[Data records — start]
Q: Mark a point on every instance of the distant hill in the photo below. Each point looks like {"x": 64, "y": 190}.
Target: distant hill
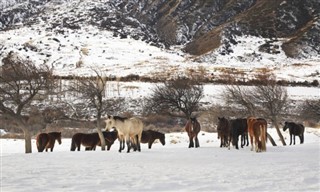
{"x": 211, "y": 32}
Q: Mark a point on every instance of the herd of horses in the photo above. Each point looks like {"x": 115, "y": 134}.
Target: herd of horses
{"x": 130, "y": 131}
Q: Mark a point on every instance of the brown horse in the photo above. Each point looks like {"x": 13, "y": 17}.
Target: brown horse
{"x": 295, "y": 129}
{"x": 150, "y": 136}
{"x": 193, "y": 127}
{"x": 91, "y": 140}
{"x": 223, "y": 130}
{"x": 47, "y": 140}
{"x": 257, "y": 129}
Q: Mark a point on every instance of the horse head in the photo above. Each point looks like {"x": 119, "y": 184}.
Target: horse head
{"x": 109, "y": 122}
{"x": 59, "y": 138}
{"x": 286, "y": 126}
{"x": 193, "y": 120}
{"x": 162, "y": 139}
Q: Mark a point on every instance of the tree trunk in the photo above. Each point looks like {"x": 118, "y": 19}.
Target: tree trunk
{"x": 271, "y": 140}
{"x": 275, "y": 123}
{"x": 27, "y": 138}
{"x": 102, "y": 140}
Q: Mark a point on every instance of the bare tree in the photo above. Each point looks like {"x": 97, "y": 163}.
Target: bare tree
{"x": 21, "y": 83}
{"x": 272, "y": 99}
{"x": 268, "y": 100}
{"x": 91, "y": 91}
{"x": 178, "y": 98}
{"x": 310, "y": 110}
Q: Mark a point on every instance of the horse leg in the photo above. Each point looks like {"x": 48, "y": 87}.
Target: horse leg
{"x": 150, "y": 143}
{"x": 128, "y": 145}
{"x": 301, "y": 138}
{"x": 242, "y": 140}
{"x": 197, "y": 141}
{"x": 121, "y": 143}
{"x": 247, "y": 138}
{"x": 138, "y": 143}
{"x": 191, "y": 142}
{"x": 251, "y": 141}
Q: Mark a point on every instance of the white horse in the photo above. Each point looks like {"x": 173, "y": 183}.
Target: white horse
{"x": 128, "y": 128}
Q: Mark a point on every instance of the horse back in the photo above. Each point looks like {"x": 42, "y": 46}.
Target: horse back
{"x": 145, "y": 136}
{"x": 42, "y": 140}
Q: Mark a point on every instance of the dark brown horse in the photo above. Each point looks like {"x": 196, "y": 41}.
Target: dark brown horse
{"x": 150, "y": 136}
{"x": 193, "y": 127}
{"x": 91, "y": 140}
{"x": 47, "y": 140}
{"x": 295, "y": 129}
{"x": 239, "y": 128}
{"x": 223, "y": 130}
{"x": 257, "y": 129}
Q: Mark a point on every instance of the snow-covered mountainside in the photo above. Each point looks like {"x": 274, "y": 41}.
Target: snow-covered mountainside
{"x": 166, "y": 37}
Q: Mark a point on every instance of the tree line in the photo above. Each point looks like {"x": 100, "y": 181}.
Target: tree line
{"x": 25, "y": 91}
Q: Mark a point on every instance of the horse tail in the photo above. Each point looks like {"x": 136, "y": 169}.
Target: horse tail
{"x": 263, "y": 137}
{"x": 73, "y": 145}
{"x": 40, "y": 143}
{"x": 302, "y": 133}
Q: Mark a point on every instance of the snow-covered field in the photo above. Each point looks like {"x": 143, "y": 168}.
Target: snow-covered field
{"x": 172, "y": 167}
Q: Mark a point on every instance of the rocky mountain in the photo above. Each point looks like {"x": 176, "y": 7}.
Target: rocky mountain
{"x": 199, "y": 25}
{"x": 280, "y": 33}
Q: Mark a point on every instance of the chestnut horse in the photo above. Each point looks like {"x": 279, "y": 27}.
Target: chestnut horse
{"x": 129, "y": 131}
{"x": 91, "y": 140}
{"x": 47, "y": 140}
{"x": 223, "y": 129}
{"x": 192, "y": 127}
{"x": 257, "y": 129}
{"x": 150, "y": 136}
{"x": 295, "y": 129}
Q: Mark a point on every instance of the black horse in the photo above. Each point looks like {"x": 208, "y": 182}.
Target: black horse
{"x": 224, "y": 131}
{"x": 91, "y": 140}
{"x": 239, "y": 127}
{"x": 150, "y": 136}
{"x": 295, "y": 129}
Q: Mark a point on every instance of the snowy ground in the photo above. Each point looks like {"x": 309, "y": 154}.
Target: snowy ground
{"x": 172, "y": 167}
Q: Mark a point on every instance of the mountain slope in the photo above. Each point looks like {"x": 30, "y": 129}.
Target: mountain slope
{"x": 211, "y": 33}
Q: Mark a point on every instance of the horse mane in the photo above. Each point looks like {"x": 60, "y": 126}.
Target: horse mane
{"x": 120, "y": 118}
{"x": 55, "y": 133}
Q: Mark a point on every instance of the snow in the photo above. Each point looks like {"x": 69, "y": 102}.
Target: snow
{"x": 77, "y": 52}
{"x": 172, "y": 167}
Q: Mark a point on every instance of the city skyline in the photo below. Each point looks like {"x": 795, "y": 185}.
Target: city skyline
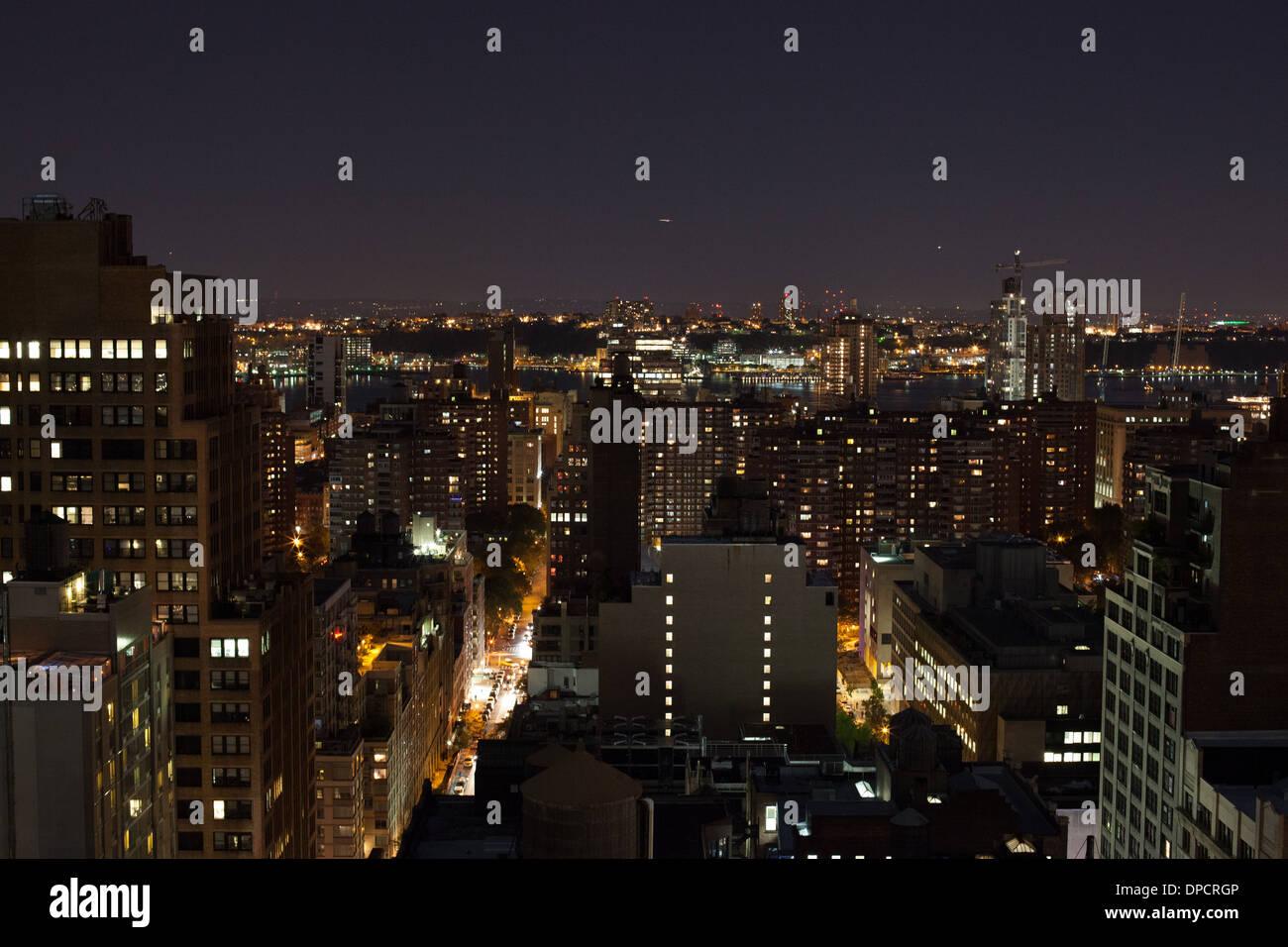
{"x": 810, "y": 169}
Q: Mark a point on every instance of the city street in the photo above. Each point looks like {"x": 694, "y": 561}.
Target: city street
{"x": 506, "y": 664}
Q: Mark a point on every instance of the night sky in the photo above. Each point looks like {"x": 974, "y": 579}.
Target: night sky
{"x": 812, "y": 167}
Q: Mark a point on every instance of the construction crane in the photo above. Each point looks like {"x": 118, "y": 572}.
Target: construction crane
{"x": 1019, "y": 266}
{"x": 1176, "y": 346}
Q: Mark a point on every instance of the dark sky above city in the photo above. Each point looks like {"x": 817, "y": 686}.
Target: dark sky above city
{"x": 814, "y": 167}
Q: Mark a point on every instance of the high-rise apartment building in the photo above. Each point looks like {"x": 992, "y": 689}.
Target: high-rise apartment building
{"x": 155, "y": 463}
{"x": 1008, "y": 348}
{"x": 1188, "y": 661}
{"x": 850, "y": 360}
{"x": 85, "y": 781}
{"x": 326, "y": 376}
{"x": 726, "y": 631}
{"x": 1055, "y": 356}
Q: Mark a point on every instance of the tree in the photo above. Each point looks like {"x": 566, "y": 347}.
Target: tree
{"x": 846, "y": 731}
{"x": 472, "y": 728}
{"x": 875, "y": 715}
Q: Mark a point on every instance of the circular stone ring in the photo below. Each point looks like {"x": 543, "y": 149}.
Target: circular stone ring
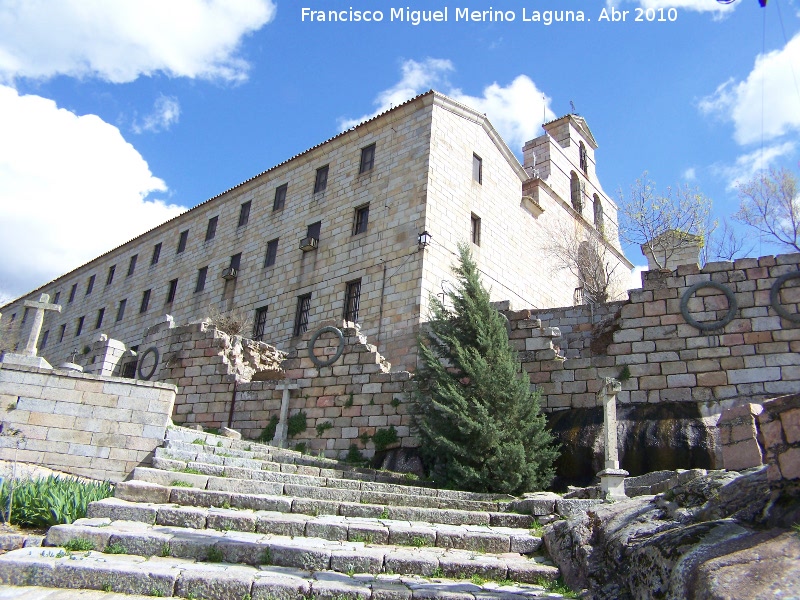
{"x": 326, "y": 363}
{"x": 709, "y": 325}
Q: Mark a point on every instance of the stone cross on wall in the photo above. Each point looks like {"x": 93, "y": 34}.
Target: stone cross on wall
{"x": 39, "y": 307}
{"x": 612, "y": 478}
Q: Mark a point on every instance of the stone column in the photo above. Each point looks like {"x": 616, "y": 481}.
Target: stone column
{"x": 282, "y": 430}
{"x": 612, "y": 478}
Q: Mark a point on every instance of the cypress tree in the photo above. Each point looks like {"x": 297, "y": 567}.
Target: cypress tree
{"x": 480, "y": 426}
[Data records — finish]
[Data records — start]
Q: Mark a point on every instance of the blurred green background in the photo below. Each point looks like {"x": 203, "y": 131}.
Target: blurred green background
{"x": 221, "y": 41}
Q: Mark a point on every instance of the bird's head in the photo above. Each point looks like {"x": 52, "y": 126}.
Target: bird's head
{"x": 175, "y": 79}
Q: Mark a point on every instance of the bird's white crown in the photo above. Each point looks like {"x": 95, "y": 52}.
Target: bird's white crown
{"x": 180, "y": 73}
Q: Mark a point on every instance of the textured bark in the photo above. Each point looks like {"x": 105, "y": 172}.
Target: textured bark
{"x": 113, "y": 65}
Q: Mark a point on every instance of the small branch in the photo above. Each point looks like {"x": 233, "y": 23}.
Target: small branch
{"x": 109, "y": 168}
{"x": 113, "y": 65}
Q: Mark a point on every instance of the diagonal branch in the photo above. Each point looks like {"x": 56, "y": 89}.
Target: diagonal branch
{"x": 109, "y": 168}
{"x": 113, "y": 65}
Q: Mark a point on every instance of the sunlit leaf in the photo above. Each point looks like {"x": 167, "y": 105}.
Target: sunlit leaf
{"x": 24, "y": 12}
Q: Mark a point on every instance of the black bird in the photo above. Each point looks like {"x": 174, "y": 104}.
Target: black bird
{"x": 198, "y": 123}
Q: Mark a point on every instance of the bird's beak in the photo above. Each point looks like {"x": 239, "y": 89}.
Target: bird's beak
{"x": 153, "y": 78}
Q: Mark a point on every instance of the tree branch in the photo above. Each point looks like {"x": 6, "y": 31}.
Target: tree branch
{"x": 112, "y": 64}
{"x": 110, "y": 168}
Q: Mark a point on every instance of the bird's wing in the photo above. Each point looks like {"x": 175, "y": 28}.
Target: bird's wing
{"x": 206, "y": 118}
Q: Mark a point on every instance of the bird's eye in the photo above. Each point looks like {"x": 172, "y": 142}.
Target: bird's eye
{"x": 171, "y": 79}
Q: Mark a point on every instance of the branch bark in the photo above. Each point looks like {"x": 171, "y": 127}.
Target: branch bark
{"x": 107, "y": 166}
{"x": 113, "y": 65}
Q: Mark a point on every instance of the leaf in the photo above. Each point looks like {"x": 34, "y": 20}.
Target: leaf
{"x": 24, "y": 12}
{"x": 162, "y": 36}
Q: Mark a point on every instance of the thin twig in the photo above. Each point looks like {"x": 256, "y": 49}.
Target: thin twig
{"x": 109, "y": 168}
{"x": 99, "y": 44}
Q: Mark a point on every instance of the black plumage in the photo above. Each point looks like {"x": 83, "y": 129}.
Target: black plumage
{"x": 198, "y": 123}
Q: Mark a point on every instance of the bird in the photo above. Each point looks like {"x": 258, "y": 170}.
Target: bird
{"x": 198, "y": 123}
[Data records — finish]
[Data records — start]
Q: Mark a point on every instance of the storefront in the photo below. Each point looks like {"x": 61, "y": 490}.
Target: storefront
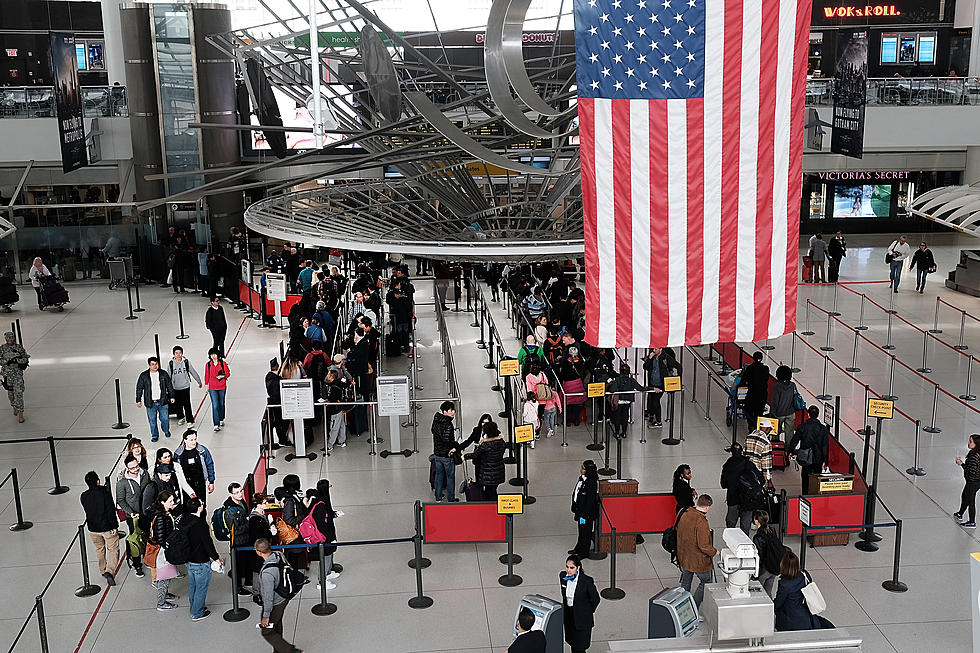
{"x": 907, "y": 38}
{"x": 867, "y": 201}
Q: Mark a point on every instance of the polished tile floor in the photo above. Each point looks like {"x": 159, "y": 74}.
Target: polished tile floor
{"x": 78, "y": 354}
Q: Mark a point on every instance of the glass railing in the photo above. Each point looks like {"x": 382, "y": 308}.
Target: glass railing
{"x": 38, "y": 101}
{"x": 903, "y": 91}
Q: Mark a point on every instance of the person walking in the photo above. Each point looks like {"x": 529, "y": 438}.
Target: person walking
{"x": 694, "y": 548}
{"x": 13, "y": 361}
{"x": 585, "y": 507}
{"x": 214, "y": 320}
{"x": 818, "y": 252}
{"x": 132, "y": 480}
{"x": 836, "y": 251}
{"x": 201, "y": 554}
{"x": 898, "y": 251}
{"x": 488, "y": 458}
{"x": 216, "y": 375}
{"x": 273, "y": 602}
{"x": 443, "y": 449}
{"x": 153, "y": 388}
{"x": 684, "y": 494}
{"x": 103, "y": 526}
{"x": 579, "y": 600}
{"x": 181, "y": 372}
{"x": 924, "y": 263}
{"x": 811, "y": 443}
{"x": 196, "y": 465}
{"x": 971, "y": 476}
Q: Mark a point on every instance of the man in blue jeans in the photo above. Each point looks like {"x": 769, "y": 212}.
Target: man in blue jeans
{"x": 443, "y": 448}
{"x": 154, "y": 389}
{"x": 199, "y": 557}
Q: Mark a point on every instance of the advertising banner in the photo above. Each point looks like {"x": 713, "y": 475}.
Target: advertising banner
[Data records — finish]
_Exercise prompt_.
Those lines of the records above that run from the one containing "Target: black horse" through the one containing "Q: Mark a point on every instance of the night" should be returned exactly, with no pictures among them.

_Answer to the problem_.
Target: black horse
{"x": 224, "y": 131}
{"x": 91, "y": 140}
{"x": 239, "y": 127}
{"x": 150, "y": 136}
{"x": 295, "y": 129}
Q: Mark a point on every instance of the snowy ground in the photo above. Each point looks like {"x": 309, "y": 154}.
Target: snowy ground
{"x": 172, "y": 167}
Q: Mark a point on every instance of the mountain slope in the photo above. Each point looks like {"x": 30, "y": 129}.
Target: mountain slope
{"x": 211, "y": 33}
Q: Mark a point on every instance of the horse mane in the photo above. Each point looks like {"x": 60, "y": 126}.
Target: horse mane
{"x": 120, "y": 118}
{"x": 55, "y": 133}
Q: Mark a point on every instance of the snow in the photo above. Each point looks like {"x": 69, "y": 102}.
Target: snow
{"x": 77, "y": 52}
{"x": 172, "y": 167}
Q: Mark a point on every instance of the city skyline in the photo below. Each point looks like {"x": 795, "y": 185}.
Target: city skyline
{"x": 810, "y": 169}
Q: Mark a point on every instance of the city street in the photo above. Each point looks like {"x": 694, "y": 561}.
Target: city street
{"x": 506, "y": 664}
Q: Mark a point on every instance of the night sky in the photo above. Each point looks like {"x": 974, "y": 579}.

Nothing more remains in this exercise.